-- Problems and tasks --
A – In the article on Wandsworth schools, why did Lister regard comprehensive schools as "a pretence"? Explain in one to three sentences.
B – Resume the article on Wandsworth schools, starting after its final sentence.

-- Text --
::::
By James Whiting, General Secretary of the Socialist Educational Association
This article explores how the Tories in Wandsworth led by Edward Lister destroyed comprehensive education in the borough and beyond, creating instead a climate where structural racism is present in the school system.
Sitting at the heart of Boris Johnson’s current administration is a lesser known but equally crucial figure compared to Dominic Cummings, Edward Lister. It is interesting that on the right of politics experience in pushing forward the right’s ideological agenda in education, is essential if one wants to progress to the top. (This is far from the case on the left.) Whilst Cummings was responsible for much of the Gove project in the 2010 coalition government, Lister cut his teeth in local council politics as the first Chair of Education in Thatcherite Wandsworth after the abolition of the Inner London Education Authority, (ILEA) in 1990. He went on to become leader of the Council, adviser to the Johnson mayoralty and now serves as adviser to the prime minister.
Lister was highly critical of the ILEA. In his 1991 paper for the Centre for Policy Studies, the right wing think tank, he states that when it was abolished, 19% of pupils were leaving ILEA schools without qualifications and truancy was rife. He pointed out that Wandsworth parents were increasingly choosing the private sector or out of borough schools. They could do this of course because of selection in nearby boroughs such as Kingston and Sutton which was already undermining the comprehensive nature of ILEA schools. Further he ignored the changes happening on the ground in the borough where schools themselves were becoming increasingly aware of the need to improve and were taking steps to do so. His solution was ‘comprehensive education’ but not comprehensive schools which he saw as ‘a pretence’ in the sense they could not possibly cater for the wide range of pupils and make available the full range of subjects. His solution was as a series of ‘magnet programmes’ to which pupils would be selected. ‘Selection is the means whereby children are matched to the education which suits them best’.
::::
Records of labeled points:
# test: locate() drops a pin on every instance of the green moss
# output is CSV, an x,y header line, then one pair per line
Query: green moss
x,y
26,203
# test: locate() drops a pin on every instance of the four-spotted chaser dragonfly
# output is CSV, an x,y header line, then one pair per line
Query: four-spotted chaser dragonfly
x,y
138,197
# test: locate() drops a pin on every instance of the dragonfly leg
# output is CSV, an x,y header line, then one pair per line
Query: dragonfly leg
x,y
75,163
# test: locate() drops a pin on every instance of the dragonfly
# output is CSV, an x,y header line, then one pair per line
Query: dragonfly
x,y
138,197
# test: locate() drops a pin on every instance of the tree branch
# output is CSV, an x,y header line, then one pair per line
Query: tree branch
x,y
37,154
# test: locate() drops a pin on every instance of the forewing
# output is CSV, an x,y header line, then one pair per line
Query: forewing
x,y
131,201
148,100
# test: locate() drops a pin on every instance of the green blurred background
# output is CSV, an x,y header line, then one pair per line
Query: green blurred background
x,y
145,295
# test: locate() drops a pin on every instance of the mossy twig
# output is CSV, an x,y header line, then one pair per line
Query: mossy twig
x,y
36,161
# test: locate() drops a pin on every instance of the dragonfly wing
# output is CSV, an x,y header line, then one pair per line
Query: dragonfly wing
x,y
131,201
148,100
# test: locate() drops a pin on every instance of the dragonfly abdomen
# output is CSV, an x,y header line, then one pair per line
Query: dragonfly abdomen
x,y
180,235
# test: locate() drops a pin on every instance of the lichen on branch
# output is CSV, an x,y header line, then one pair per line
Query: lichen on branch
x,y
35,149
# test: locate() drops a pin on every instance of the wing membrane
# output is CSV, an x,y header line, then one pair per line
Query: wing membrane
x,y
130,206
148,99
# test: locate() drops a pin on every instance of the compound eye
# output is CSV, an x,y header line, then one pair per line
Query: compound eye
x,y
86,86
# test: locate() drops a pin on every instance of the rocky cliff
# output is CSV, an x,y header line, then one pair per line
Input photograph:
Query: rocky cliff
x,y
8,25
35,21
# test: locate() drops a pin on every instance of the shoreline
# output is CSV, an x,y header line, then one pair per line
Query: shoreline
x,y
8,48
::::
-- Answers to the exercises --
A – Lister regarded comprehensive schools as "a pretence" because he believed they could not possibly cater for the wide range of pupils. He also held that they could not make the full range of subjects available.

B –
His paper contained the roots of current Tory thinking on free schools and academies. ‘We must stop trying to ‘plan’ the education service at national and local level. We must regard the surplus of places as an asset rather than a liability the central means of creating the market conditions where genuine variety can be created.’ It also contains contradictions that persist at the heart of right-wing dogma:
- trying to square a ‘free market’ for parents with an education system designed to select ‘the best’ for the economy
- providing surplus places whilst at the same time maintaining Wandsworth’s growing reputation for cuts in spending, low Council tax and ruthless efficiency.
In both cases despite Lister’s stated intentions, Wandsworth Council attempted to plan a magnet school system and also closed schools it saw as surplus to requirements.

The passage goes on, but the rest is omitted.